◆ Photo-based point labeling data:
• • • •

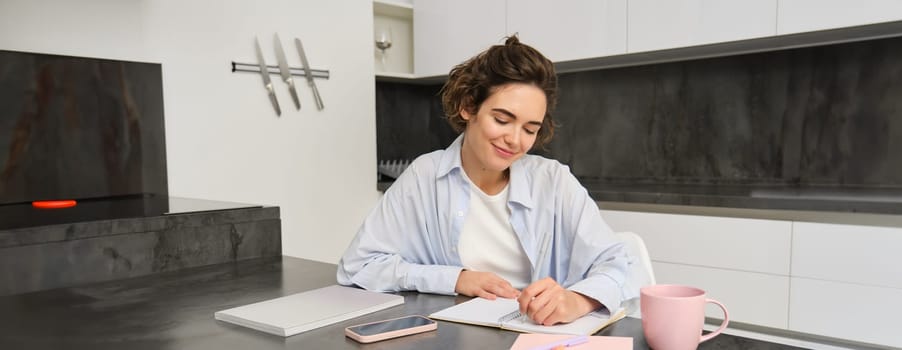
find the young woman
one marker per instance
(484, 218)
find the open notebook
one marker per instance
(302, 312)
(505, 314)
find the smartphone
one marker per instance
(387, 329)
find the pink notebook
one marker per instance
(532, 341)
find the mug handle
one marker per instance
(726, 321)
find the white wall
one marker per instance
(223, 139)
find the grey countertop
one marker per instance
(175, 311)
(758, 197)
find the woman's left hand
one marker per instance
(547, 303)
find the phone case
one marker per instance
(388, 335)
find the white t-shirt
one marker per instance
(488, 242)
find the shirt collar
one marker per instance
(519, 181)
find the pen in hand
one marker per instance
(564, 343)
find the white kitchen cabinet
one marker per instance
(867, 255)
(570, 30)
(657, 25)
(795, 16)
(446, 33)
(755, 245)
(846, 310)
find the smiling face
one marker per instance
(502, 130)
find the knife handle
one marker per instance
(319, 100)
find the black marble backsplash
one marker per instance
(826, 117)
(71, 254)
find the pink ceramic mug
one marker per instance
(672, 316)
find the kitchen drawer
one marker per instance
(753, 245)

• • • •

◆ Work to be completed:
All of the records above must be copied exactly, except for the pictures.

◆ Response:
find the young woman
one marker per instance
(484, 218)
find the open notebook
one marker per instance
(302, 312)
(505, 314)
find the smartphone
one marker per instance
(387, 329)
find the pink notebook
one marker per instance
(532, 341)
find the mug handle
one marker per instance
(726, 321)
find the white wall
one marker per instance
(223, 139)
find the grey countertop
one marker per instance
(175, 311)
(758, 197)
find the woman's left hand
one marker per instance
(547, 303)
find the phone case
one marker per instance
(388, 335)
find the white t-shirt
one marker per instance
(488, 242)
find the shirt collar
one marker per instance
(519, 181)
find the pen in hand
one marker per instance
(564, 343)
find the white kitchen cabinet
one marker per instance
(867, 255)
(570, 30)
(657, 25)
(795, 16)
(446, 33)
(755, 245)
(846, 310)
find the smiling face
one marker per instance
(502, 130)
find the knife handle
one marker per instance
(319, 100)
find the black marble backsplash
one marker per instance
(826, 117)
(71, 254)
find the pink ceramic mug
one marker per instance
(672, 316)
find the kitchen drawer
one marker per instance
(753, 245)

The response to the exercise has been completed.